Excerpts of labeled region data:
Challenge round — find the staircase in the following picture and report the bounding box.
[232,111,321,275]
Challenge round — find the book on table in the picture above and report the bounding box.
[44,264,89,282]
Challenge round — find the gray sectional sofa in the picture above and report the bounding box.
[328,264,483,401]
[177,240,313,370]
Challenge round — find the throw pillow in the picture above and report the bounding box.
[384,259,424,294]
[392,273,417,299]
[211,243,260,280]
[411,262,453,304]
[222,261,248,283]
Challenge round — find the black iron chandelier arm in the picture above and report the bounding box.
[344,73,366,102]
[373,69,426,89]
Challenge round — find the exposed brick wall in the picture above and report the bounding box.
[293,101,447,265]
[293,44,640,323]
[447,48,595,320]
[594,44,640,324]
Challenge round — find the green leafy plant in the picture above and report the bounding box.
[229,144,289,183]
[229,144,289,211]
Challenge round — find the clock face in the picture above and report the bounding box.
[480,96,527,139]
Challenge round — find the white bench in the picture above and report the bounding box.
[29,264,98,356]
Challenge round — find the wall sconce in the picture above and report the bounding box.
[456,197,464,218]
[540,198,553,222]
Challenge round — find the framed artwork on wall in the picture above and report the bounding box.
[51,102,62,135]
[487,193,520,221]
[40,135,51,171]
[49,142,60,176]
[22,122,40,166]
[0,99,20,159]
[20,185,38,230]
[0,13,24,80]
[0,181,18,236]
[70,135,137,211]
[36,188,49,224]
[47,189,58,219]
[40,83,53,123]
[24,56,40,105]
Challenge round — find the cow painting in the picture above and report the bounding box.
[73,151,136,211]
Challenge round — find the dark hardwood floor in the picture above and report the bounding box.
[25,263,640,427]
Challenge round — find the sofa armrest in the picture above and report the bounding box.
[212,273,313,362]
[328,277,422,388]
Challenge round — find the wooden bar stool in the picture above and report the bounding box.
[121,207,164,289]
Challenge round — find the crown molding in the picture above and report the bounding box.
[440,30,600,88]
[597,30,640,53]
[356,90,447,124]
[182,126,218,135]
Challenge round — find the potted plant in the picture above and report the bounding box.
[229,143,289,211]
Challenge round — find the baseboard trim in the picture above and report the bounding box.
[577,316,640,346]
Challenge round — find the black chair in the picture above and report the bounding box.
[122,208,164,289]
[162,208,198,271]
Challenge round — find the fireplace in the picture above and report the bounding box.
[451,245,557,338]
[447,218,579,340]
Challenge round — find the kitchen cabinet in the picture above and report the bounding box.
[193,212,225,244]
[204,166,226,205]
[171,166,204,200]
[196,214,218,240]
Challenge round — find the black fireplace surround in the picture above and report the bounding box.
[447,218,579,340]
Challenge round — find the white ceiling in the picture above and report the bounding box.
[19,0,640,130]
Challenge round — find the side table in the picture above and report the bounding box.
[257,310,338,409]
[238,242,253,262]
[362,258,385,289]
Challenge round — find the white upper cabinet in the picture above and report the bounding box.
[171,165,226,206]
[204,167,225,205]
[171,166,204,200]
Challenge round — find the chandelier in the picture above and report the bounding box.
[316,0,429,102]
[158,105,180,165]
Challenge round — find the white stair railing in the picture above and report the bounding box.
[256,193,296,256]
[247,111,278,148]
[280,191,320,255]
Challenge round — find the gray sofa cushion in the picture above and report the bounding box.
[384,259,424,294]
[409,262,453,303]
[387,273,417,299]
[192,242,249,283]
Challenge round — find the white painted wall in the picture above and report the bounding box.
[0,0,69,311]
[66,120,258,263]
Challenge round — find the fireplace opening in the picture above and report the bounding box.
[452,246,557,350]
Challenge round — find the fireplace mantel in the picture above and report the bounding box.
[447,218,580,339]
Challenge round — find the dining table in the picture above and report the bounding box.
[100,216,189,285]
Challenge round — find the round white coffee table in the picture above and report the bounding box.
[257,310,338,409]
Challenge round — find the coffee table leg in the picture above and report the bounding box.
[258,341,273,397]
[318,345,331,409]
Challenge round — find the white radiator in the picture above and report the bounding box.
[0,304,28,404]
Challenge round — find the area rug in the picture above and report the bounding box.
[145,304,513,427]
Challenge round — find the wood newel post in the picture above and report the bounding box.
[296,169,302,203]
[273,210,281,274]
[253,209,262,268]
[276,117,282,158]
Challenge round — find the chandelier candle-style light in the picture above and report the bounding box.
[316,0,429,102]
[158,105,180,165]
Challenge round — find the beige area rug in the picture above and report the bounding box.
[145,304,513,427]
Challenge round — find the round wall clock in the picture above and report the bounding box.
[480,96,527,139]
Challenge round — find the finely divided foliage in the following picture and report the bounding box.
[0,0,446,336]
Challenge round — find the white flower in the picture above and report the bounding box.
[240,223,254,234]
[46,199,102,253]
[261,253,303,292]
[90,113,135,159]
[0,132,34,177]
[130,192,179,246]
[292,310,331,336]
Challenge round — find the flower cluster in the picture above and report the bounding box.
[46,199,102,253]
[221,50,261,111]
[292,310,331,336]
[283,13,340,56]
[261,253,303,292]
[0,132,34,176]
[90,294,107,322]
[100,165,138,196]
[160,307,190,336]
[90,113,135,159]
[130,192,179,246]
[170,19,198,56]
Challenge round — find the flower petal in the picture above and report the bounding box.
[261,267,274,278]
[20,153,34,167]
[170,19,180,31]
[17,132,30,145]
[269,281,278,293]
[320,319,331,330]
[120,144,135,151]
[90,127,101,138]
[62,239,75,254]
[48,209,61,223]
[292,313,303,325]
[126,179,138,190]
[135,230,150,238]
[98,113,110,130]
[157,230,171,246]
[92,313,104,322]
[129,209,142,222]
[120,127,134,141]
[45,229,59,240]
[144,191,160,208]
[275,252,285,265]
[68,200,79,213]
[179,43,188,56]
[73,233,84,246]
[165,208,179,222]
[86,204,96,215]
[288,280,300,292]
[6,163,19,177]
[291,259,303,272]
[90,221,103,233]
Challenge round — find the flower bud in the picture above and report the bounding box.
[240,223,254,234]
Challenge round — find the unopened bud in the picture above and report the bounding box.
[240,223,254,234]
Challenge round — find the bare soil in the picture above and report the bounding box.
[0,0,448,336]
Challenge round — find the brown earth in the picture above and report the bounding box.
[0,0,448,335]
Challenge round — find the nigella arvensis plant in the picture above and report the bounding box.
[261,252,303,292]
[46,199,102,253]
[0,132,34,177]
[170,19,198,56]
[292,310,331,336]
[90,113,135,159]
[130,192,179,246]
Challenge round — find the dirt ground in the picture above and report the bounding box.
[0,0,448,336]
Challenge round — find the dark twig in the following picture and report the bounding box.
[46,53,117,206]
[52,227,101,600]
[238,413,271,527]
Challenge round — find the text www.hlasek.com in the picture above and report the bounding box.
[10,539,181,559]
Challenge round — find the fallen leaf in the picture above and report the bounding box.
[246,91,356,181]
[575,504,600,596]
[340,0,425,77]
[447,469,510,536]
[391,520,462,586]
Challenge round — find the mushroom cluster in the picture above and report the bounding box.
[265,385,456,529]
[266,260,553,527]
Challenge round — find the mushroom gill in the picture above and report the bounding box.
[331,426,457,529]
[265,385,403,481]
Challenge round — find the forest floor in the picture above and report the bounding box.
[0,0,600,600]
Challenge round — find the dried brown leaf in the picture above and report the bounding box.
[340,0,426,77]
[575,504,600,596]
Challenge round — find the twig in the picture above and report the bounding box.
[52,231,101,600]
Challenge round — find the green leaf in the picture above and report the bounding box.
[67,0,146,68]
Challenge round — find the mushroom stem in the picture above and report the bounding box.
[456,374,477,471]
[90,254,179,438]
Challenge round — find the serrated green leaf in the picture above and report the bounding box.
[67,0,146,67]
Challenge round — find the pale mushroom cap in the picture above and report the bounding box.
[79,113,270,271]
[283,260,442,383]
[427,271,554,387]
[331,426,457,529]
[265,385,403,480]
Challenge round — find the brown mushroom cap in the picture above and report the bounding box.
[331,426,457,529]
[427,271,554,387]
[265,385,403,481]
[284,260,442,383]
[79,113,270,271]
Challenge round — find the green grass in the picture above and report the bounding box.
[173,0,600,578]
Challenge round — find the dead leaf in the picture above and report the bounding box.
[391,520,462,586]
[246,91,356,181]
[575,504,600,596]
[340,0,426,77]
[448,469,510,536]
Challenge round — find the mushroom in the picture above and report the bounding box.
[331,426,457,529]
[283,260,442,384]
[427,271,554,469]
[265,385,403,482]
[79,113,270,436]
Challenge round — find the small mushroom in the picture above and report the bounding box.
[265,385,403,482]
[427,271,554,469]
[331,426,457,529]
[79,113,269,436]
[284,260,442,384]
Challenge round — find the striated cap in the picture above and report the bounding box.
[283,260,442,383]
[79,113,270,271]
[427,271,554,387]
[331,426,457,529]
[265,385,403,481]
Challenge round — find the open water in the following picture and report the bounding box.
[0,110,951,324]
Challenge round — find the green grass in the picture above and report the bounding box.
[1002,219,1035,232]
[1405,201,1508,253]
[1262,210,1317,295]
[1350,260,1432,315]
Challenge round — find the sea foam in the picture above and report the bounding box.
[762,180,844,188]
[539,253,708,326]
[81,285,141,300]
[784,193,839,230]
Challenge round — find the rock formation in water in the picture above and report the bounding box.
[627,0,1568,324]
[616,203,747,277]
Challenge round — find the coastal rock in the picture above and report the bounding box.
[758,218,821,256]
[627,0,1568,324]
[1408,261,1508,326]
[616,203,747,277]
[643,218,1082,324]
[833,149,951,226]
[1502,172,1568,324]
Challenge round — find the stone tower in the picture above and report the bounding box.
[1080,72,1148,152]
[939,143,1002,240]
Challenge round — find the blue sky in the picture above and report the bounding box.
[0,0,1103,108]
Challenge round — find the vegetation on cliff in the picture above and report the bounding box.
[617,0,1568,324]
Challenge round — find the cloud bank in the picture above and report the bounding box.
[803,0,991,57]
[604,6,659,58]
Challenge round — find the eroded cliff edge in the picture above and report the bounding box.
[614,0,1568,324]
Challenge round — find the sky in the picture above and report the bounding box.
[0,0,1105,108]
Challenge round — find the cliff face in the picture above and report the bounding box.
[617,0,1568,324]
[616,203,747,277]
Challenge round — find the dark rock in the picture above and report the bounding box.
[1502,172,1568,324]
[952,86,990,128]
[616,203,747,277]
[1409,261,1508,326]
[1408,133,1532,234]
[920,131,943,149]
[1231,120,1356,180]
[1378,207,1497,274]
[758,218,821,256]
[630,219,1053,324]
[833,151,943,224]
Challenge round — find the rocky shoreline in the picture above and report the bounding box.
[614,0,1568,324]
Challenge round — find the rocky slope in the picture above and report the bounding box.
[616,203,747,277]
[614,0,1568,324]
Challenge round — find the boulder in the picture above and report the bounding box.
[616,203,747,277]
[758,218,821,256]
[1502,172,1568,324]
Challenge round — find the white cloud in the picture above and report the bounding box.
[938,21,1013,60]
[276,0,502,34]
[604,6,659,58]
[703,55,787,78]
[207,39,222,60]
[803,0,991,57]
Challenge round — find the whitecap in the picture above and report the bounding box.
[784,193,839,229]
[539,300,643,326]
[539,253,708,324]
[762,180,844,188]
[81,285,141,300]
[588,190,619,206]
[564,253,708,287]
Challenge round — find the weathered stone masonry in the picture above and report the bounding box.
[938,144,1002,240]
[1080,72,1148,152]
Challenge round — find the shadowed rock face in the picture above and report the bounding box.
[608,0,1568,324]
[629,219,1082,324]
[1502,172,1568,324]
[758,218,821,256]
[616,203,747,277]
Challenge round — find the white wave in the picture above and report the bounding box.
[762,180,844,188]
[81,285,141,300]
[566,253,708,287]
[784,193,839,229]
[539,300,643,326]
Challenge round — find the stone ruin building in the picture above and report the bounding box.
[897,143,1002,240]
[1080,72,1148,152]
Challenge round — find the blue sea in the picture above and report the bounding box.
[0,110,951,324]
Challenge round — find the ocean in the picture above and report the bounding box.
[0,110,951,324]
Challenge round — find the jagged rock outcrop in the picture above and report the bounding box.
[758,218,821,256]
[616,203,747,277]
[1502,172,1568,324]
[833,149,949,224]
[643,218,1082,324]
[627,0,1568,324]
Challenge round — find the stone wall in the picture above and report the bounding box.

[Exercise details] Can you recast the entries from the line with "Challenge round — find the gray sectional" to the line with "[594,44,640,324]", both included, as a numbered list with blank lines dropped?

[Result]
1. Challenge round — find the gray sectional sofa in the picture above and report the bounding box.
2. [328,264,483,401]
3. [177,240,313,370]
4. Challenge round — find the throw pillow in the picture above and report the bounding box.
5. [384,259,424,294]
6. [392,273,417,299]
7. [211,243,260,280]
8. [411,262,453,304]
9. [222,261,248,283]
10. Challenge round — find the black iron chandelier arm in the picture above and report the bounding box.
11. [344,73,366,102]
12. [373,69,426,89]
13. Challenge round — find the exposed brick wall in the picture above and report the bounding box.
14. [293,101,447,265]
15. [293,44,640,323]
16. [447,48,595,320]
17. [594,44,640,324]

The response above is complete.